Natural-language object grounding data
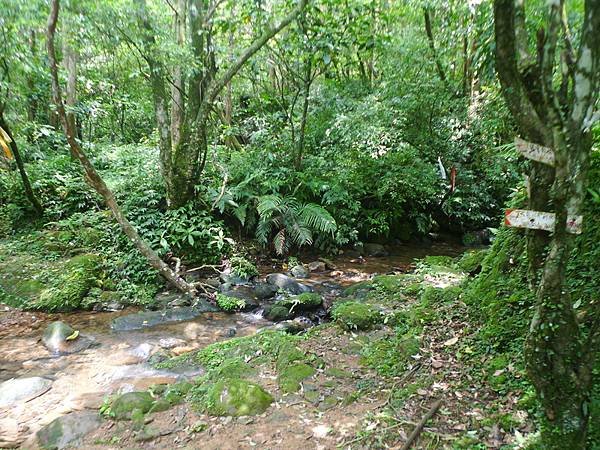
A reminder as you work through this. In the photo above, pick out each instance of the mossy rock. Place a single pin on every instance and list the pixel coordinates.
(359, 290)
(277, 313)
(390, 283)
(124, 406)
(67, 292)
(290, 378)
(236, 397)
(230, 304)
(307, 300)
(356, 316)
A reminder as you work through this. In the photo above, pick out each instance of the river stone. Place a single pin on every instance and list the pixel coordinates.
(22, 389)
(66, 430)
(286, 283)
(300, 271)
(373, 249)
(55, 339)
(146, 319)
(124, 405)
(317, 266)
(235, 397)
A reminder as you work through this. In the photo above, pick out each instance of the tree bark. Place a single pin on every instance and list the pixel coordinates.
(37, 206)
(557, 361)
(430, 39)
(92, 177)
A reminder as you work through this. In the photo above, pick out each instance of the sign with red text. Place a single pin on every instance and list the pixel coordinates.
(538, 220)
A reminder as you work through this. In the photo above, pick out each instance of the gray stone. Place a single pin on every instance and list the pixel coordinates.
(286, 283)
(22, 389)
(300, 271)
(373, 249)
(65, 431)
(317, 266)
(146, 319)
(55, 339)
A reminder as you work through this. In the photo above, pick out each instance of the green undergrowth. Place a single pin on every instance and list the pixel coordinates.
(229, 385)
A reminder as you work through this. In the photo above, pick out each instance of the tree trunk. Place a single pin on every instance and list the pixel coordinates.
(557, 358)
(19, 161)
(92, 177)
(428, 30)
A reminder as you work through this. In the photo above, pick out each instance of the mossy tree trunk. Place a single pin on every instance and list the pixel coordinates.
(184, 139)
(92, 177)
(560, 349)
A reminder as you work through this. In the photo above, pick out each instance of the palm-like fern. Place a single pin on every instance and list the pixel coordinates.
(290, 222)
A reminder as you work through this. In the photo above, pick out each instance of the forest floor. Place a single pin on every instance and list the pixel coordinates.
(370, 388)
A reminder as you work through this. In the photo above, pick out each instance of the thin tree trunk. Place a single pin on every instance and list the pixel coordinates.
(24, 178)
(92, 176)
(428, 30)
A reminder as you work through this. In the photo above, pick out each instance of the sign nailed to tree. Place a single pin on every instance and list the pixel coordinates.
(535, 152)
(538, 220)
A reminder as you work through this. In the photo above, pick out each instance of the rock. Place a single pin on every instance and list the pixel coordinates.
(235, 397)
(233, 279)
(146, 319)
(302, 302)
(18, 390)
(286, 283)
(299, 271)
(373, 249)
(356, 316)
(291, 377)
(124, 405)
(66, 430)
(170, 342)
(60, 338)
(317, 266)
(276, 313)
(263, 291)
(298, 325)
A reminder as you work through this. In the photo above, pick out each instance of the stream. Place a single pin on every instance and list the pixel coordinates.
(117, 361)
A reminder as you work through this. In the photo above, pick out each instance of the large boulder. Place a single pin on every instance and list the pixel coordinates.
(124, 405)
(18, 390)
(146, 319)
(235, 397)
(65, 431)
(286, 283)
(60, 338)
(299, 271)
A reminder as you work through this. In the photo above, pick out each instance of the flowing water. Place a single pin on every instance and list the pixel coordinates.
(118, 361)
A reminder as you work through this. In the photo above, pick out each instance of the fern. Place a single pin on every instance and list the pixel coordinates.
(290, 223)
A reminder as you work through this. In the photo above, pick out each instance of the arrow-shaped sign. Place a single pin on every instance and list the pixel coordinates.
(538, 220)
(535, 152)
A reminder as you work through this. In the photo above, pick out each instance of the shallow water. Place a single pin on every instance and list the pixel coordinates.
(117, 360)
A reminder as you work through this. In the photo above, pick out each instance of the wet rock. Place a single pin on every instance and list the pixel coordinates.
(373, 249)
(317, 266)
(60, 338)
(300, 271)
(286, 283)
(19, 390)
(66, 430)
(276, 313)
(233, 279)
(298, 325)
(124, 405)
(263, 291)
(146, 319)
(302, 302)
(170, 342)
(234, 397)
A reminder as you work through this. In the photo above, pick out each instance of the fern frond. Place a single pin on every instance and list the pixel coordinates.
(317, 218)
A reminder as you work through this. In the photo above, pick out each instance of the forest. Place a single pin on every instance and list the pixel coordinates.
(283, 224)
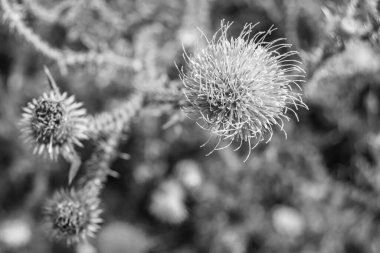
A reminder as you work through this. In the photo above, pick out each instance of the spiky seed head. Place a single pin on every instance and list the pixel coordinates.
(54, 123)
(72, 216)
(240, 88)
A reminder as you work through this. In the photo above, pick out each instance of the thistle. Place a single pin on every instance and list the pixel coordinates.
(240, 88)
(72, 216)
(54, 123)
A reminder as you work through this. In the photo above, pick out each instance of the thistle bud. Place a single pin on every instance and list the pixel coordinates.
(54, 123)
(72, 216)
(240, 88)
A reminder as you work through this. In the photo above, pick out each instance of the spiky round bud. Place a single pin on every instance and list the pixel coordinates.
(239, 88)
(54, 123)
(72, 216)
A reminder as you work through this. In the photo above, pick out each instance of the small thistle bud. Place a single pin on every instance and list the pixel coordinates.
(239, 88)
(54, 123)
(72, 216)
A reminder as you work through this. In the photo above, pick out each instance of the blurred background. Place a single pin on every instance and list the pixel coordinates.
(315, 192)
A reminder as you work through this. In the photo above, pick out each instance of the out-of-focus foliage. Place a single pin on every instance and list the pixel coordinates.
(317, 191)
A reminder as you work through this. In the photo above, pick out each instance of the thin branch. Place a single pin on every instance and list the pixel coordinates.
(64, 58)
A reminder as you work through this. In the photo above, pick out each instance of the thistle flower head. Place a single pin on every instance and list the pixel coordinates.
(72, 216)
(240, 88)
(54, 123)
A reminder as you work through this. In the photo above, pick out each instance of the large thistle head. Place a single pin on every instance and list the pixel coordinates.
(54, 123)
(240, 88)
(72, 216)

---

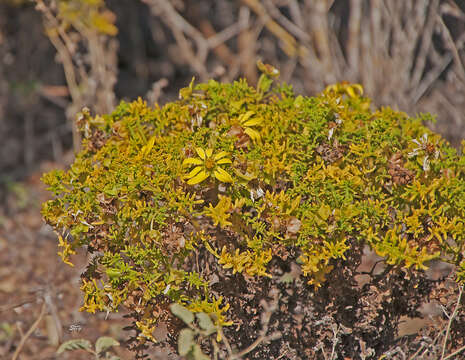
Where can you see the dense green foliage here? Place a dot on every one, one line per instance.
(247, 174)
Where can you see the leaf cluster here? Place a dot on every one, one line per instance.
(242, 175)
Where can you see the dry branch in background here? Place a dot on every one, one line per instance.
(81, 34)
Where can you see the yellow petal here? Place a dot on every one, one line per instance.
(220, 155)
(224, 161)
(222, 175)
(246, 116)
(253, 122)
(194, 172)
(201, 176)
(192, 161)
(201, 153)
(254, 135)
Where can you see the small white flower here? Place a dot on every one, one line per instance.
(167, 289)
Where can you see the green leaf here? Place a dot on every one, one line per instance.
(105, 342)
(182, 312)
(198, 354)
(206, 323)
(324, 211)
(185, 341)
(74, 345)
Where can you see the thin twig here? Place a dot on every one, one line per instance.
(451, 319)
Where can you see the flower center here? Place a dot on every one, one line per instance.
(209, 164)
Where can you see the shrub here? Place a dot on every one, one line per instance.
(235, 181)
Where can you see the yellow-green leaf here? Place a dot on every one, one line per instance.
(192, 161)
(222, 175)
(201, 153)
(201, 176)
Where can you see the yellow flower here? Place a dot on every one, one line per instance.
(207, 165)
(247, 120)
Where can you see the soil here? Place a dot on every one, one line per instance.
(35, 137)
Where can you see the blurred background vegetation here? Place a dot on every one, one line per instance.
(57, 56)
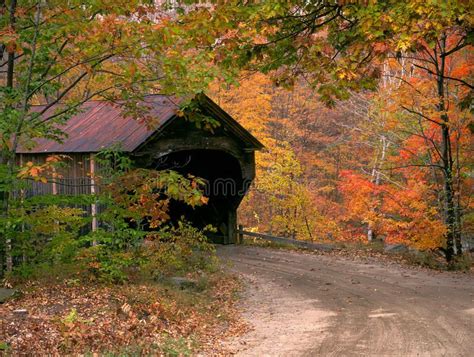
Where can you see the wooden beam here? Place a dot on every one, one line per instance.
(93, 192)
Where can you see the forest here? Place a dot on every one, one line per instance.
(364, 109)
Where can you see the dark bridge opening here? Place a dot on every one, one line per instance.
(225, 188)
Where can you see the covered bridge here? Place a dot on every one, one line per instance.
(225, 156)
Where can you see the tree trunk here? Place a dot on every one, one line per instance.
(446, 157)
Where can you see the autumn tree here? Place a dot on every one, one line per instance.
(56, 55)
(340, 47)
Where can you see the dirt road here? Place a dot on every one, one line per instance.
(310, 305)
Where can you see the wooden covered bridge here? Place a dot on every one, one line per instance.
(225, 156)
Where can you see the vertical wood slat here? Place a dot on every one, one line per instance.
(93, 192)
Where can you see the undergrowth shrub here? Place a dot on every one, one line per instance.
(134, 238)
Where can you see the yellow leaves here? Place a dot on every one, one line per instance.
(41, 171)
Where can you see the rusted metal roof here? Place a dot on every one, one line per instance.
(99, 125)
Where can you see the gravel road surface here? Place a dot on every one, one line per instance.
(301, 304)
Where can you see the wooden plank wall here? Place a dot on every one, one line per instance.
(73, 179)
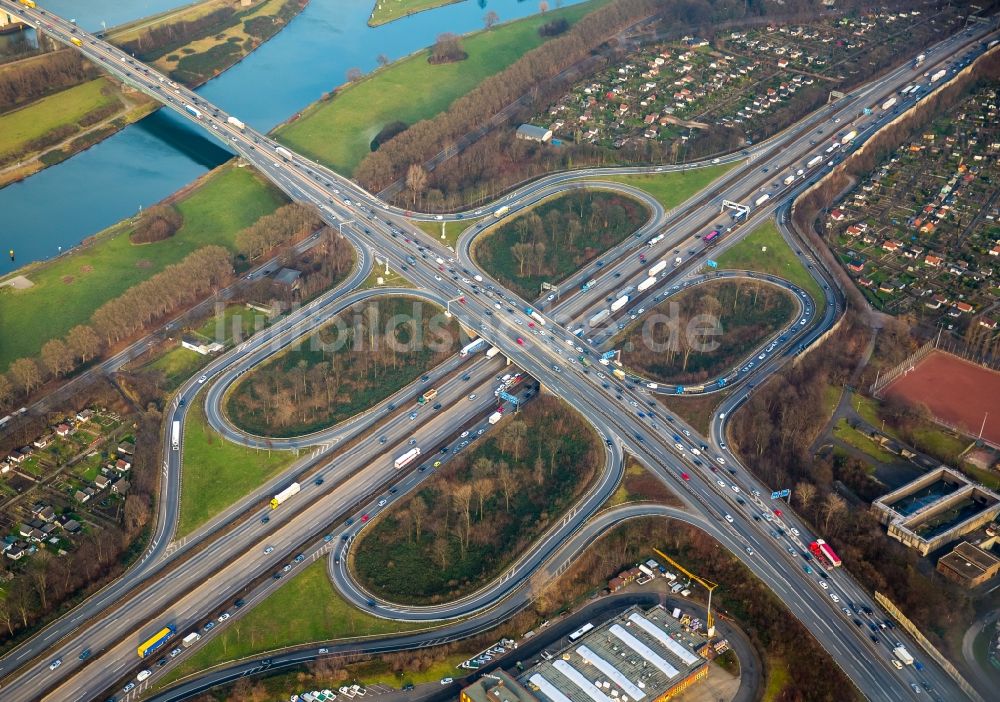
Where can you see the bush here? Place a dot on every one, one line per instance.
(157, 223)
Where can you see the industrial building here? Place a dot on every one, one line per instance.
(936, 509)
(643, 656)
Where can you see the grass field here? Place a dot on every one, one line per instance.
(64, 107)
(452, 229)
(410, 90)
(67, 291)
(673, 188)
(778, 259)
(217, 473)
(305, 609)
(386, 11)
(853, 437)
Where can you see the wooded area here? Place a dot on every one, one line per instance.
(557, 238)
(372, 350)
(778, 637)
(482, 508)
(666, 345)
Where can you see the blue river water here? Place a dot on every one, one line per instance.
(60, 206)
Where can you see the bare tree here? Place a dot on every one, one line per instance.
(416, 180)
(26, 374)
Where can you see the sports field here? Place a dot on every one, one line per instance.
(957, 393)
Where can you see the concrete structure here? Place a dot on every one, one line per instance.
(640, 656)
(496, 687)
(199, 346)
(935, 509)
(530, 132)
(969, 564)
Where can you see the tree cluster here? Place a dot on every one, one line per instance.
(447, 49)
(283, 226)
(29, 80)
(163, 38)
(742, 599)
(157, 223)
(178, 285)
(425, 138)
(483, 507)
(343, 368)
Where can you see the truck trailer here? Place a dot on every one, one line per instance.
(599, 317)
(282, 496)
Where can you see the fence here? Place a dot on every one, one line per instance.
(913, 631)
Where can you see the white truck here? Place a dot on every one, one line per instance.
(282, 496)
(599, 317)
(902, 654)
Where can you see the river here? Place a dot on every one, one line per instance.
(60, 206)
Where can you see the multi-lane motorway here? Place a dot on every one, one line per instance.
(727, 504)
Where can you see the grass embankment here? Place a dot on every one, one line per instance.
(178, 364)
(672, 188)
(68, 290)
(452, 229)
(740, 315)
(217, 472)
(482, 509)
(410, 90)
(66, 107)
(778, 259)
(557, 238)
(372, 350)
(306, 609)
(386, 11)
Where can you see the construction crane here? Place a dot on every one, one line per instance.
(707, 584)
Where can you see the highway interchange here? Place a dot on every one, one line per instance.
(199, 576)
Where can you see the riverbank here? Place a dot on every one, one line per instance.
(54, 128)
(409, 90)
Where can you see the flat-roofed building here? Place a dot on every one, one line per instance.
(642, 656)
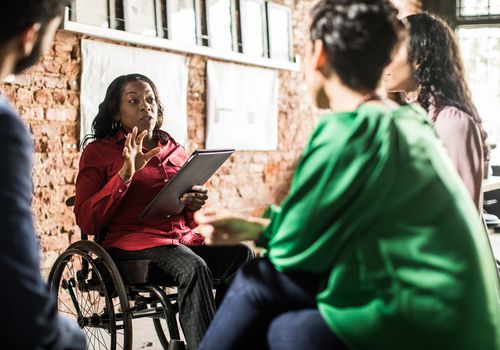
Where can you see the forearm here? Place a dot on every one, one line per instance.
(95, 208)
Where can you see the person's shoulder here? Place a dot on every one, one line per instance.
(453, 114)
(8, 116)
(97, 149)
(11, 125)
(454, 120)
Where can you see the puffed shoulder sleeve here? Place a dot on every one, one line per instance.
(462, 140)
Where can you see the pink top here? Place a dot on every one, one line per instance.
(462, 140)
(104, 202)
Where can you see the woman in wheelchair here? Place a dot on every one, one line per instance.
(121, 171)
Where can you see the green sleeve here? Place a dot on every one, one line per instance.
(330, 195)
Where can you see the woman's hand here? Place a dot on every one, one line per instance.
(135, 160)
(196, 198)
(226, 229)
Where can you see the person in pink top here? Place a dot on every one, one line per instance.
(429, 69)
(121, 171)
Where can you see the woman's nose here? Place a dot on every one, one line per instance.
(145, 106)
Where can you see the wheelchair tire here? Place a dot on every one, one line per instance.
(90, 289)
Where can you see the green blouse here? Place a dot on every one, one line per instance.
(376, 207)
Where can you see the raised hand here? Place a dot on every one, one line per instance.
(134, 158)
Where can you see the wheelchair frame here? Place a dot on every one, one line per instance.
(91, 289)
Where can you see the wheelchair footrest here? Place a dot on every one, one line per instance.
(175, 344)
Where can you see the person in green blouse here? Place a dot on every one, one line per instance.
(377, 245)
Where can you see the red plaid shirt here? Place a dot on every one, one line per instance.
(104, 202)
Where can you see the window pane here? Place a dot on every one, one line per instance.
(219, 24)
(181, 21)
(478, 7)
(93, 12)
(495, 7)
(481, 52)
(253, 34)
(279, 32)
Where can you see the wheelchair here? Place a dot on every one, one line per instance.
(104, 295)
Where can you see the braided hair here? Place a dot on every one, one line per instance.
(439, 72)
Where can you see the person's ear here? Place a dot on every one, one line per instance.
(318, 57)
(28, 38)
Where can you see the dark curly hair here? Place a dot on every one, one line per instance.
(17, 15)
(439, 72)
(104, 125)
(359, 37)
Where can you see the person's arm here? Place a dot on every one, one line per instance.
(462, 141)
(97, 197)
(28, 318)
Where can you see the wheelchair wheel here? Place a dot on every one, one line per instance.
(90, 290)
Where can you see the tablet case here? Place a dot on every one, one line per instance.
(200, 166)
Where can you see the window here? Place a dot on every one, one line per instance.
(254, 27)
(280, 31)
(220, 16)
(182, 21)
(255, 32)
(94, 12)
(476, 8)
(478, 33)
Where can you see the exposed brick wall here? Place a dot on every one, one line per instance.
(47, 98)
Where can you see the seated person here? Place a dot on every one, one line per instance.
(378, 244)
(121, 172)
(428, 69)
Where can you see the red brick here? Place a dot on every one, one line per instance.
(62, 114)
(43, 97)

--

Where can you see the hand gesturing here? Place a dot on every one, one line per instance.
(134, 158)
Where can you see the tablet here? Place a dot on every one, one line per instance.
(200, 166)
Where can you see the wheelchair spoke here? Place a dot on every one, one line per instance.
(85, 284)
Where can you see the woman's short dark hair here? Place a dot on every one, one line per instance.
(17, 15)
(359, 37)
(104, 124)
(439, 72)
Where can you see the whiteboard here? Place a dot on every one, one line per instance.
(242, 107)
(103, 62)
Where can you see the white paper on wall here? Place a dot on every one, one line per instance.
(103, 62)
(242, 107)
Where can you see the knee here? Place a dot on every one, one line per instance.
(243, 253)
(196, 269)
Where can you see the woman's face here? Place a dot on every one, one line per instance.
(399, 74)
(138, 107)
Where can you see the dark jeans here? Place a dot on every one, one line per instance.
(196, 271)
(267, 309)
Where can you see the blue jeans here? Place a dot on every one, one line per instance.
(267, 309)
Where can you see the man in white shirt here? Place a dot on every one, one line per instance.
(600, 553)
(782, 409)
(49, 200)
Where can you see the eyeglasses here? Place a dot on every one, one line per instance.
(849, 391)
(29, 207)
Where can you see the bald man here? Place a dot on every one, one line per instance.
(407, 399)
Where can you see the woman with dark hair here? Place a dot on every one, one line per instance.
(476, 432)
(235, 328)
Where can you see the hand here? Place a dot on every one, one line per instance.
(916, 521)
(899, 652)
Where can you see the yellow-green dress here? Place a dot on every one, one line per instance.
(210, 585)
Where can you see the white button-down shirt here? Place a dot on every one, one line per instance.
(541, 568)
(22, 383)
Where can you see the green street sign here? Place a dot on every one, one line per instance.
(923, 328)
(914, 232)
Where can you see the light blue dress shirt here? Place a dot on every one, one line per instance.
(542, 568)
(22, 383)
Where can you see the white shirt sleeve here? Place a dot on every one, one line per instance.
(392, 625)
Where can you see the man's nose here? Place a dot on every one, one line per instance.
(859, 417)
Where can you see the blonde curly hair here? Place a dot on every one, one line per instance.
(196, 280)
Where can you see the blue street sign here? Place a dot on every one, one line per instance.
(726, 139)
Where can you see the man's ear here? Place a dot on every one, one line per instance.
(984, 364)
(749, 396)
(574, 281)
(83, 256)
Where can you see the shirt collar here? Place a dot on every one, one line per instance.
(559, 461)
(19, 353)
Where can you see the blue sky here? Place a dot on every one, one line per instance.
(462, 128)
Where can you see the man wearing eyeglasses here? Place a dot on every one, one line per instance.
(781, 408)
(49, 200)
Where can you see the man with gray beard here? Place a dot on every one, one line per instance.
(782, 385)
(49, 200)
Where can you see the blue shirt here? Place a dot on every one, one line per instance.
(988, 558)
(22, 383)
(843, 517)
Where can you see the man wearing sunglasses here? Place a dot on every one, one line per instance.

◆ WHAT YOU HAVE TO DO: Extract exactly and only the lines above from the line containing "Where can you see the white button-down" through the line containing "Where can you see the man wearing sunglasses", both end lines included.

◆ ANSWER BOX:
Where can you see the white button-down shirt here? Place a dot on every one, one line per instance.
(541, 568)
(22, 383)
Where can you see the green street sign here? Place a dot on every one, one line per instance.
(923, 328)
(914, 232)
Where can you see the light blue dress shirt here? Place a dot on every one, one line per instance.
(542, 568)
(22, 383)
Where can you see the white shirt sleeve here? Place a dot on every one, one line per instance.
(392, 625)
Where can you see the man's nose here? Place a dot on every one, one line per instance.
(859, 417)
Where can you see the blonde curly hair here? Place a dot on every one, one line per instance.
(196, 280)
Where can you see the blue street sign here? Place a dot on every one, one line per instance.
(726, 139)
Where can you see the man's ear here? Place a dot on every one, one line per instance.
(984, 364)
(749, 396)
(574, 281)
(83, 256)
Where can you see the shirt collar here? Place a dot on every one, one line per instance.
(559, 461)
(19, 353)
Where can you see the blue sky here? Place a dot on every one, one line per instance.
(462, 128)
Where can you see the man wearing eyeglasses here? Place a dot on every one, one line per instance.
(781, 408)
(49, 200)
Where can you see the man with gray beard here? Place a dot on every one, one line per instance.
(782, 385)
(49, 200)
Where can you see the blue shirt here? Place a dot on every one, one line per instance.
(988, 558)
(22, 383)
(843, 517)
Where can you see the man wearing sunglasses here? Place a dot on every one, one line per instance.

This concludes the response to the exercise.